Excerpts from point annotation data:
------------------------------------

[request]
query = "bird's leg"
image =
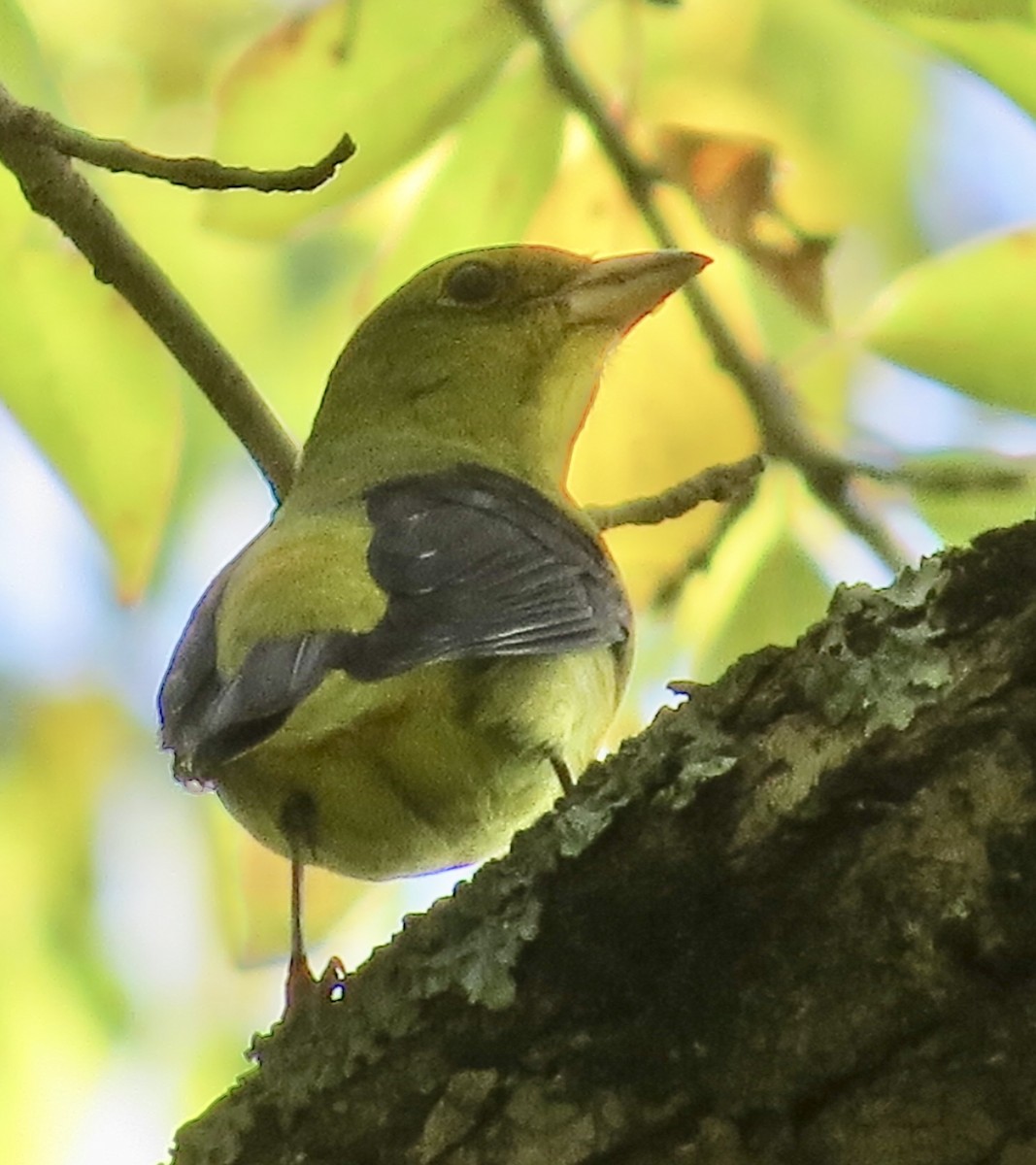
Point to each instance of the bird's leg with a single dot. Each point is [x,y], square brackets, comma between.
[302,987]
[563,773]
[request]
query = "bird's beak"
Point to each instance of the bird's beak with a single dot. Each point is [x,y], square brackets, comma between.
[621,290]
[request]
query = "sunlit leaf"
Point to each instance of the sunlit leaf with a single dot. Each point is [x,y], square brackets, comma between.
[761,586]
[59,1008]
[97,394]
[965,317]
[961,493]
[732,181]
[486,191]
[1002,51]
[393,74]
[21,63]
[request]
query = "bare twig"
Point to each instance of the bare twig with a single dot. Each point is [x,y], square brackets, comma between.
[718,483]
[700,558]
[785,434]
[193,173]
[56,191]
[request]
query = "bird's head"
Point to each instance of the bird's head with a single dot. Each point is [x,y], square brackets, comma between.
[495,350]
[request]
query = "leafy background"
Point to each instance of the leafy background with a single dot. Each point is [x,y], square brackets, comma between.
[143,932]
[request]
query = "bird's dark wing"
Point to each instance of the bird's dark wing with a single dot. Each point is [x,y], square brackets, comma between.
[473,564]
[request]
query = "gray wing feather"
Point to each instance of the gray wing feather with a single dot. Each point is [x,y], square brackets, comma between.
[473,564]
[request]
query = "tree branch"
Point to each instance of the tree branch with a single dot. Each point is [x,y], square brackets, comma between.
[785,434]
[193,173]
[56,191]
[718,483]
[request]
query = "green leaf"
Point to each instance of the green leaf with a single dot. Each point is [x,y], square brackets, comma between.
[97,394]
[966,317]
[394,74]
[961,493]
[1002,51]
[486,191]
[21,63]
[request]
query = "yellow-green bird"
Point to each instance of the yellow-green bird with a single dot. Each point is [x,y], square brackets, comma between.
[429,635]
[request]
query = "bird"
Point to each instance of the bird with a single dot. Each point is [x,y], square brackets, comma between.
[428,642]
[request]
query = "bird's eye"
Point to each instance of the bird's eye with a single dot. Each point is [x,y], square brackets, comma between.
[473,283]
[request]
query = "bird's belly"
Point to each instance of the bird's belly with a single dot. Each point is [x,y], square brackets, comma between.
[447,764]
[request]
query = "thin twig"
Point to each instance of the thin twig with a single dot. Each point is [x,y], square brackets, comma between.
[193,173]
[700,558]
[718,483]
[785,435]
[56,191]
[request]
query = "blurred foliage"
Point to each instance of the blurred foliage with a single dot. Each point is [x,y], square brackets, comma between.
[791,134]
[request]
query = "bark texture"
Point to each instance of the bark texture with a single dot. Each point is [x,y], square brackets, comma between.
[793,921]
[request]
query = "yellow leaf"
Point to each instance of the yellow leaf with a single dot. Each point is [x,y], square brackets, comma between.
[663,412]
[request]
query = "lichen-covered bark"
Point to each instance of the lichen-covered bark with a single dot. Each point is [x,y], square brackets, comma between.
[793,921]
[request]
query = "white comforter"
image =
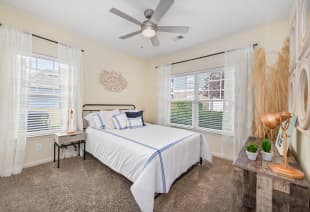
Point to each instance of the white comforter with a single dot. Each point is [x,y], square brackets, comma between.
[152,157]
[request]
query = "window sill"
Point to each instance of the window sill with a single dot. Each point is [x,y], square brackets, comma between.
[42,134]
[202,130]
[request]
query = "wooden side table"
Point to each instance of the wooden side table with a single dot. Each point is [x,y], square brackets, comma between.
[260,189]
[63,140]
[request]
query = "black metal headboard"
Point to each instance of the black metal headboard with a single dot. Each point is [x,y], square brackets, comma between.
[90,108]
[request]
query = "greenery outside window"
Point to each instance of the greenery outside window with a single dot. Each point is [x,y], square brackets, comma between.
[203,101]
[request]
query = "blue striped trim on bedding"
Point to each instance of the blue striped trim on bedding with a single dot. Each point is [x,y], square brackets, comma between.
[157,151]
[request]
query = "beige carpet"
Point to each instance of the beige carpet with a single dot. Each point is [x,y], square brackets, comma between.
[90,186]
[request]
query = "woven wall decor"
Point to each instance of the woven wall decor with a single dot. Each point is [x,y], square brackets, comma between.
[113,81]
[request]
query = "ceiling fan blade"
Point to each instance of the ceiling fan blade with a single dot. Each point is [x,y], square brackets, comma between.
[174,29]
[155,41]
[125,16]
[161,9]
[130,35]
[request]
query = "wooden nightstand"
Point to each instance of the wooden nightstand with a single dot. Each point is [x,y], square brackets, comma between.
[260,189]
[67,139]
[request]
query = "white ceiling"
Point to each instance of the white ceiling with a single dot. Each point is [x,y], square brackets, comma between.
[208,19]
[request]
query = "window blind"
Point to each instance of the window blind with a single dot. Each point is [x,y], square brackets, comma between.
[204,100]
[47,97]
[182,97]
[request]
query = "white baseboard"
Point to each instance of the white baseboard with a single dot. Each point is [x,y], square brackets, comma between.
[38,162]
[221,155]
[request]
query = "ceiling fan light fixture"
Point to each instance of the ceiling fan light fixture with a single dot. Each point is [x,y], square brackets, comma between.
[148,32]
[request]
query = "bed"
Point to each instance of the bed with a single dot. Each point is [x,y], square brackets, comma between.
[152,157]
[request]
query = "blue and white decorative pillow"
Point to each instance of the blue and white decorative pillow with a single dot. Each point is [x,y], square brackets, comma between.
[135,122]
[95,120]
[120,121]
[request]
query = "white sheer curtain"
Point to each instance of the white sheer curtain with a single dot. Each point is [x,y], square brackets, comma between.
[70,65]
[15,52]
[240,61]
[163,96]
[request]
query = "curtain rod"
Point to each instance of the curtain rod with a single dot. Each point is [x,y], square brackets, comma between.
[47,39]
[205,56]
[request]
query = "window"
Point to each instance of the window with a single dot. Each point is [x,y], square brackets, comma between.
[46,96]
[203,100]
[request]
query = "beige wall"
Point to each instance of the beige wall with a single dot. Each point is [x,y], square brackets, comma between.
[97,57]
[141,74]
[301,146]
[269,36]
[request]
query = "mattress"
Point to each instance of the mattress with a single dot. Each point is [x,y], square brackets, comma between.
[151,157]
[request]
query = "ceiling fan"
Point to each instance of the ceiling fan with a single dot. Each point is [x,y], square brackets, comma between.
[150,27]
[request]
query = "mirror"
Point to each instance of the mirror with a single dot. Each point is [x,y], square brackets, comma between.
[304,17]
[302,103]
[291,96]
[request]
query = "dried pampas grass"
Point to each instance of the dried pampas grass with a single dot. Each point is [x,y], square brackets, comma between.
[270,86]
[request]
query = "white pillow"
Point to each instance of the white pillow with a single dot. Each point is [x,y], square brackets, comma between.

------------------------------------

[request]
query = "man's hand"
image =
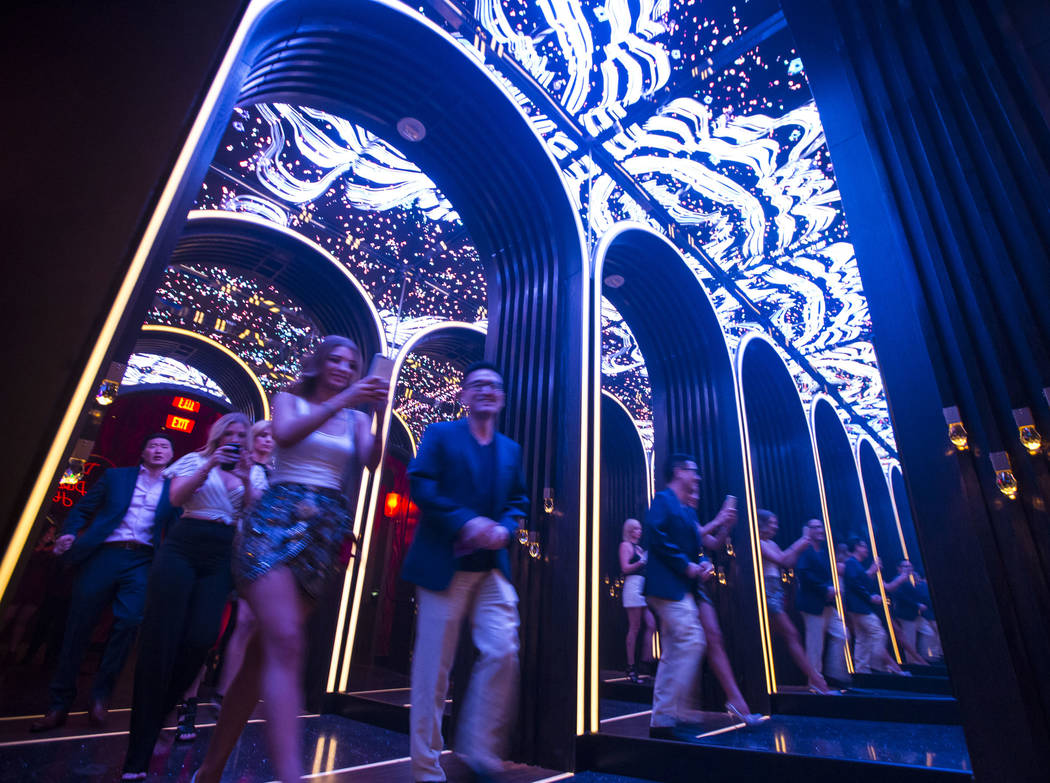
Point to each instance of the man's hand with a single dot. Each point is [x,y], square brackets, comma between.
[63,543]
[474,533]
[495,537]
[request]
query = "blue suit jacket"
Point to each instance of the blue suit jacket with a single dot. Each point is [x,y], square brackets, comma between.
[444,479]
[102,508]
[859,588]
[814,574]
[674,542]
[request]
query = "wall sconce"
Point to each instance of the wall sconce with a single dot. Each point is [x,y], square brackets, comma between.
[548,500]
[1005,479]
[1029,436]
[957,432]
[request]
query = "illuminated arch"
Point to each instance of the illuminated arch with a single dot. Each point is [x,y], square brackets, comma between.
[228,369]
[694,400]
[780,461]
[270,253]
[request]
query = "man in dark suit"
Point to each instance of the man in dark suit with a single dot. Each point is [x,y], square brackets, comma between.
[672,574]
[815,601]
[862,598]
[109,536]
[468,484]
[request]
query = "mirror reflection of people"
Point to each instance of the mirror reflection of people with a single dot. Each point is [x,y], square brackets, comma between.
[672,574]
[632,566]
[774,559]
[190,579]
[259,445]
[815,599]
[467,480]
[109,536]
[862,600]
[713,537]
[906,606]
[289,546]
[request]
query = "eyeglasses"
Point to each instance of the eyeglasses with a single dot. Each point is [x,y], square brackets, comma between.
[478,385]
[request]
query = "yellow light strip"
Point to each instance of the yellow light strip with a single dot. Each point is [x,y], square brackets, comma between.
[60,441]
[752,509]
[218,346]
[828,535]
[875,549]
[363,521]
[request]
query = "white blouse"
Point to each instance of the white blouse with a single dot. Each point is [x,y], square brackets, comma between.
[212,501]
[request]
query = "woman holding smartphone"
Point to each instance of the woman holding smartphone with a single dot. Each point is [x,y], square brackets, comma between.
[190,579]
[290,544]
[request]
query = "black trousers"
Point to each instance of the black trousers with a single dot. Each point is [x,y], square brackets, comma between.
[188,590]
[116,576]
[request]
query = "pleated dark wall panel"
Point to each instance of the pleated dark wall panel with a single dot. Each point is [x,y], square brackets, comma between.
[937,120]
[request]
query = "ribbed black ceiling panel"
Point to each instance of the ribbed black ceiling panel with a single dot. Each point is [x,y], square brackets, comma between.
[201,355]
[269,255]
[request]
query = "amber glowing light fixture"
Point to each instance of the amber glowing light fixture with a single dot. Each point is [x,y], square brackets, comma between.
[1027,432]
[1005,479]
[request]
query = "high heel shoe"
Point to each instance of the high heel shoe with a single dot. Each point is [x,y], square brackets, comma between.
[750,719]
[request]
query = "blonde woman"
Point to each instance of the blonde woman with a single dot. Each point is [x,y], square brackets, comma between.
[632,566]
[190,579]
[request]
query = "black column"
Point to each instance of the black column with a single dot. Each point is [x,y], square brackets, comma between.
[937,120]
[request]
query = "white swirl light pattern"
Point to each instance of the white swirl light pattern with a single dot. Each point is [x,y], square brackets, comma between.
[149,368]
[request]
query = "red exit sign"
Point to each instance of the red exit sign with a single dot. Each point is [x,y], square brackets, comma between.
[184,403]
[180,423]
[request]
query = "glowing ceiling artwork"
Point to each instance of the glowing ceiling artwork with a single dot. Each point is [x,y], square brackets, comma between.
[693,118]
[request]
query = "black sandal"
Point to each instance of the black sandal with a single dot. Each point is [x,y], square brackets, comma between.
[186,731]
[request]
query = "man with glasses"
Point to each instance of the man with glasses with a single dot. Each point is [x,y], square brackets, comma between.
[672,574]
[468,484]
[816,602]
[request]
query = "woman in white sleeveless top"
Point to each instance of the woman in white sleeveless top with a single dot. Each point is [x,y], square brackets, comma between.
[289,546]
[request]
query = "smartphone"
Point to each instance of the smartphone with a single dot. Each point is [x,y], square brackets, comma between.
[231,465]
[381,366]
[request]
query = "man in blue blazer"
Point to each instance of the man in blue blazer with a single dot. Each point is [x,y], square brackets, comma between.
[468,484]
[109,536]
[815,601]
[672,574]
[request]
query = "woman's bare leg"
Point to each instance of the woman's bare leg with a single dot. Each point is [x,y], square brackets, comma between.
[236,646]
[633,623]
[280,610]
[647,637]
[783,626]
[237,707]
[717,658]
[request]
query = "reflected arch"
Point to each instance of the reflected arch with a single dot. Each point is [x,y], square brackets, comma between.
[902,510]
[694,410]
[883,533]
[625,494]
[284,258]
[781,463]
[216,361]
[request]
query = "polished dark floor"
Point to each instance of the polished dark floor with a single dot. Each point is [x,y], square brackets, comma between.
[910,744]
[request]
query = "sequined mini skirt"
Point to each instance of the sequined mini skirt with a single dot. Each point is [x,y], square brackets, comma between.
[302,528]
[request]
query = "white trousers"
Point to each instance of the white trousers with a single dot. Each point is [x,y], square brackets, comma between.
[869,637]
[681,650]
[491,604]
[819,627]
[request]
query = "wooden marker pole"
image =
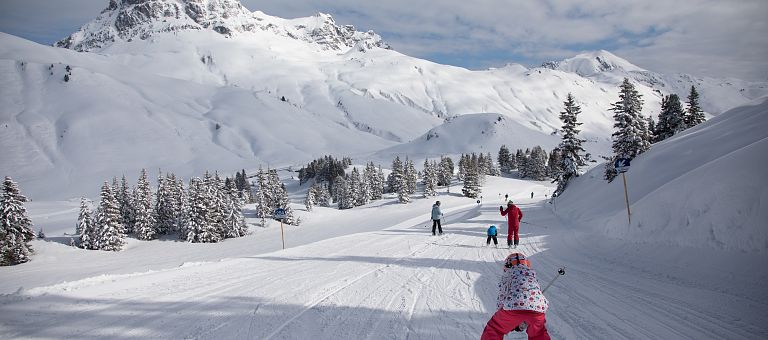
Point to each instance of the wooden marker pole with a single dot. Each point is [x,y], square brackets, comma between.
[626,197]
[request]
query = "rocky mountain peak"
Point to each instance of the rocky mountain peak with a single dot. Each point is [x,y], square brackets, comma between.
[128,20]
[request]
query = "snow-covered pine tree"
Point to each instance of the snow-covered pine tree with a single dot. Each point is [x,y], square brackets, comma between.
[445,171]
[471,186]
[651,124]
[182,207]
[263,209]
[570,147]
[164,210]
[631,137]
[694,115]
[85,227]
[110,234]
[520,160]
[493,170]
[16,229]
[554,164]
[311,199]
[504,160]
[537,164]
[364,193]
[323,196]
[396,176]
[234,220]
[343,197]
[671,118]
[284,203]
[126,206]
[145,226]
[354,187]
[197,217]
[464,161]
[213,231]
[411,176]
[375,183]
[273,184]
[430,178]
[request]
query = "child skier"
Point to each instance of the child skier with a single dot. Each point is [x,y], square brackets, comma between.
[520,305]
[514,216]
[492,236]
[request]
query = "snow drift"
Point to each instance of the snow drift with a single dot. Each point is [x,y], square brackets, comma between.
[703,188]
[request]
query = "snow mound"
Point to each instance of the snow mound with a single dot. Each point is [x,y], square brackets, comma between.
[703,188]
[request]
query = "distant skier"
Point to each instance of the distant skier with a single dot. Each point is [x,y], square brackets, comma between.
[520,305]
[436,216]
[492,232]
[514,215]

------------------------------------

▶ Short problem: Show every line in the listing above that contains the string "rocky", matching case exactly.

▶ Exercise result:
query = "rocky mountain peak"
Point to each instance of the rocky mountain peak with a single dot. Each point is [x,y], square brackets, comma between.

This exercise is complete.